=== Extract to read ===

Thorntons takes on CSRD
The webinar featured a very insightful business customer case study from David Duff from Thorntons Recycling.
Duff explained that the waste management business, which was founded in 1979, employs more than 800 people and serves 130,000 domestic customers and 11,000 commercial customers. It operates 10 waste facilities across Ireland and each year processes 750,000 tonnes of material.
He said that as a waste management company the business is at the coalface of reuse and recycling in Ireland but advises businesses that codifying it in a roadmap is crucial.
“We are an environmental company,” Duff explained. “Sustainability has been ingrained in our systems for years but we called it something different. Our primary aim as a waste management company is to reduce the amount of material that we sent to landfill, and we do this by processing the material on our sites and segregating this into its individual components.
“What we are basically looking to do is to recycle or to recover as much material as we can. And we’re actually very, very good at doing this. Last year in 2024 Thorntons recycled or recovered 93.6% of all of that waste that we took into our facilities. So we do believe that we’re excellent at what we do. We just then have to change our strategy a little bit to incorporate sustainability a bit more into it.
“And why are we doing this? We’re incorporating sustainability more into our company because our customers are starting to ask for it, they’re starting to ask questions about it, to ask questions about what we can do to help them be more sustainable, and also asking us, what are we doing to be more sustainable in our operations ourselves?

===

> Task set:
a. Transcribe the passage of the Thorntons extract from "He said that" up to and including "its individual components.".
b. Decide whether each statement agrees with the Thorntons extract, answering yes or no and quoting the words that settle it: (i) Thorntons Recycling was founded in 1979. (ii) The business processes 850,000 tonnes of material each year. (iii) In 2024 Thorntons recycled or recovered 93.6% of the waste it took into its facilities.
c. Answer these questions from the Thorntons extract:
(i) Who gave the business customer case study?
(ii) How many commercial customers does the business serve?
(iii) What does Duff give as the primary aim of the company?
The data after this point is separate material.

=== Provided material ===

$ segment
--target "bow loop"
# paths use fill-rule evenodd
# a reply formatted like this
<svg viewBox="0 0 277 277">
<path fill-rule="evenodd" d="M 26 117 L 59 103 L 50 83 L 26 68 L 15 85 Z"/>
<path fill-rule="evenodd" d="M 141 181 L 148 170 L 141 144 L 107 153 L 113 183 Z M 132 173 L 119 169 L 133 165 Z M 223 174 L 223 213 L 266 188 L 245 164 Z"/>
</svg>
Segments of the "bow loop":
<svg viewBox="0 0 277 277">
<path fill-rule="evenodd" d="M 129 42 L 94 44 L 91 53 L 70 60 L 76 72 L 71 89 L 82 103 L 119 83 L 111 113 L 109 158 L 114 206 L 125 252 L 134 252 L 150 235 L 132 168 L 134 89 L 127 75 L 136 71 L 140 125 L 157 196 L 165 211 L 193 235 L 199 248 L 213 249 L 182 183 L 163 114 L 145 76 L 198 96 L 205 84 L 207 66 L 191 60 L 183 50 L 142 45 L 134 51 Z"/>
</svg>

===

> Solved tasks:
a.
He said that as a waste management company the business is at the coalface of reuse and recycling in Ireland but advises businesses that codifying it in a roadmap is crucial.
“We are an environmental company,” Duff explained. “Sustainability has been ingrained in our systems for years but we called it something different. Our primary aim as a waste management company is to reduce the amount of material that we sent to landfill, and we do this by processing the material on our sites and segregating this into its individual components.

b.
(i) Yes: "which was founded in 1979"
(ii) No: "each year processes 750,000 tonnes of material"
(iii) Yes: "Last year in 2024 Thorntons recycled or recovered 93.6% of all of that waste that we took into our facilities"

c.
(i) David Duff from Thorntons Recycling
(ii) 11,000
(iii) To reduce the amount of material sent to landfill